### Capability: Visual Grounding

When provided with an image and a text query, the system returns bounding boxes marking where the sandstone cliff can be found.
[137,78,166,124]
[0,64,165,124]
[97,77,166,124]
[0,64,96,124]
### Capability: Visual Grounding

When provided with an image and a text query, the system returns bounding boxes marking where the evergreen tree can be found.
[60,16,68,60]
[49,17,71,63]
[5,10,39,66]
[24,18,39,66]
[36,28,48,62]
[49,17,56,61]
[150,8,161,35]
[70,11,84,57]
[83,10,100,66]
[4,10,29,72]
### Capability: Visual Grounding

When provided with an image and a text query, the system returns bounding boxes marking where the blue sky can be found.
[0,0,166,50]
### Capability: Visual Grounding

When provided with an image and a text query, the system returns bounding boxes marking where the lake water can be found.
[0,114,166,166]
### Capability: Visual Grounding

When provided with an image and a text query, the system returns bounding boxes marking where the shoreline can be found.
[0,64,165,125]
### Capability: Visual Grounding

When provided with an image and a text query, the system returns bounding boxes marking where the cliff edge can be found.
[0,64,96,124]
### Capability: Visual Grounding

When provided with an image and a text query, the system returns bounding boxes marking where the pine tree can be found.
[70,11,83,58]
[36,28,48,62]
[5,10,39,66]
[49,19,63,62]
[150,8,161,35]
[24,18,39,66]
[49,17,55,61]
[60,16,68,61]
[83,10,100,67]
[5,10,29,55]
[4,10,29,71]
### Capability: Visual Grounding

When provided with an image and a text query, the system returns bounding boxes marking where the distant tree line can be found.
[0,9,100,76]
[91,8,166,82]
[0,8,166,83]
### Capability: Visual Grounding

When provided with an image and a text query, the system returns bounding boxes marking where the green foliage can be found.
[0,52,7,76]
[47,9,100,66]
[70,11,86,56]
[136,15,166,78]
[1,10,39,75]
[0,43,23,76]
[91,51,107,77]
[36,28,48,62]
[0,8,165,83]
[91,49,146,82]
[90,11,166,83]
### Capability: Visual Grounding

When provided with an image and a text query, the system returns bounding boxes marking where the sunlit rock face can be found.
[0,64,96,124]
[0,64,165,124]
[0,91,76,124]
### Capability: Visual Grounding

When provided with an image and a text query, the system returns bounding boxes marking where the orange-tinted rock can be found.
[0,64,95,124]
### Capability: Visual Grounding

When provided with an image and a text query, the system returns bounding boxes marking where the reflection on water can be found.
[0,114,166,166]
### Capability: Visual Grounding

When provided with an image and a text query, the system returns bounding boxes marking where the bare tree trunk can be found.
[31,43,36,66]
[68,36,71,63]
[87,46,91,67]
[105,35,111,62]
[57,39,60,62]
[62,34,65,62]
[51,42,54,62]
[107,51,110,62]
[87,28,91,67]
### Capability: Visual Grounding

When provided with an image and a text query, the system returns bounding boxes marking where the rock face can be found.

**EXERCISE AIM**
Print out the entire listing above without any change.

**SOLUTION FOR THIS TASK**
### Capability: Visual Grounding

When provided with an image and a text query, the system returns bounding boxes marking where the sandstone cliff can be found.
[137,78,166,124]
[0,64,165,124]
[97,77,166,124]
[0,64,96,124]
### Capability: Visual Grounding

When provided with an image and a text query, the system returns bounding boxes marking where the evergreen tree can be found.
[60,16,68,60]
[49,17,71,63]
[5,10,39,66]
[24,18,39,66]
[36,28,48,62]
[49,17,56,61]
[150,8,161,35]
[70,11,84,57]
[83,10,100,66]
[4,10,29,72]
### Capability: Visual Grounding

When provided with an image and a text query, the system returns bounding boxes marking where the blue sky can be found.
[0,0,166,50]
### Capability: Visual Grounding

When provided with an image and a text query, the system returns bounding boxes marking where the lake water can be found.
[0,114,166,166]
### Capability: Visual Grounding

When provided with an image and a text query, the system returns bounding boxes marking where the shoreline can be found.
[0,64,165,125]
### Capability: Visual Grounding

When provided with an image and a text query, the system returns bounding boxes marking where the cliff edge can be found.
[0,64,96,124]
### Capability: Visual Grounding

When provided with an image and a text query, the system returns bounding boxes marking where the pine tree can be found.
[70,11,83,58]
[36,28,48,62]
[5,10,39,66]
[49,19,63,62]
[150,8,161,35]
[24,18,39,66]
[49,17,55,61]
[60,16,68,61]
[83,10,100,67]
[5,10,29,55]
[4,10,29,71]
### Capability: Visual Grounding

When provided with an image and a text query, the system returns bounding boxes marking where the distant tree line can be found.
[0,9,100,76]
[91,8,166,82]
[0,8,166,83]
### Capability: Visual Grounding

When provided with an image and a text query, the system returns bounding boxes marking where the green foliage can be found.
[0,52,7,76]
[47,9,100,66]
[70,11,86,56]
[136,15,166,78]
[1,10,39,75]
[0,43,23,76]
[91,51,107,77]
[36,28,48,62]
[0,8,165,83]
[91,49,146,82]
[90,11,166,83]
### Capability: Visual Grounding

When provided with an image and a text query, the system returns bounding boxes marking where the sunlit rock face can be found.
[0,64,96,124]
[0,64,165,124]
[0,91,76,124]
### Capability: Visual Grounding

When provided with an image and a text query, the system returns bounding boxes marking where the orange-tinted rock can be found.
[0,64,95,124]
### Capability: Visual Grounding

When provided with an image and a text query, the system returns bounding boxes marking where the reflection on water can be found.
[0,114,166,166]
### Capability: Visual Grounding

When provided with an image and a text query, the system returns bounding boxes marking where the bare tree trunk can be found.
[31,43,36,66]
[68,36,71,63]
[87,46,91,67]
[105,35,111,62]
[57,39,60,62]
[62,34,65,62]
[51,42,54,62]
[107,51,110,62]
[87,28,91,67]
### Capability: Visual Grounding

When provided with an image and a text query, the system returns bounding boxes marking where the rock face can be found.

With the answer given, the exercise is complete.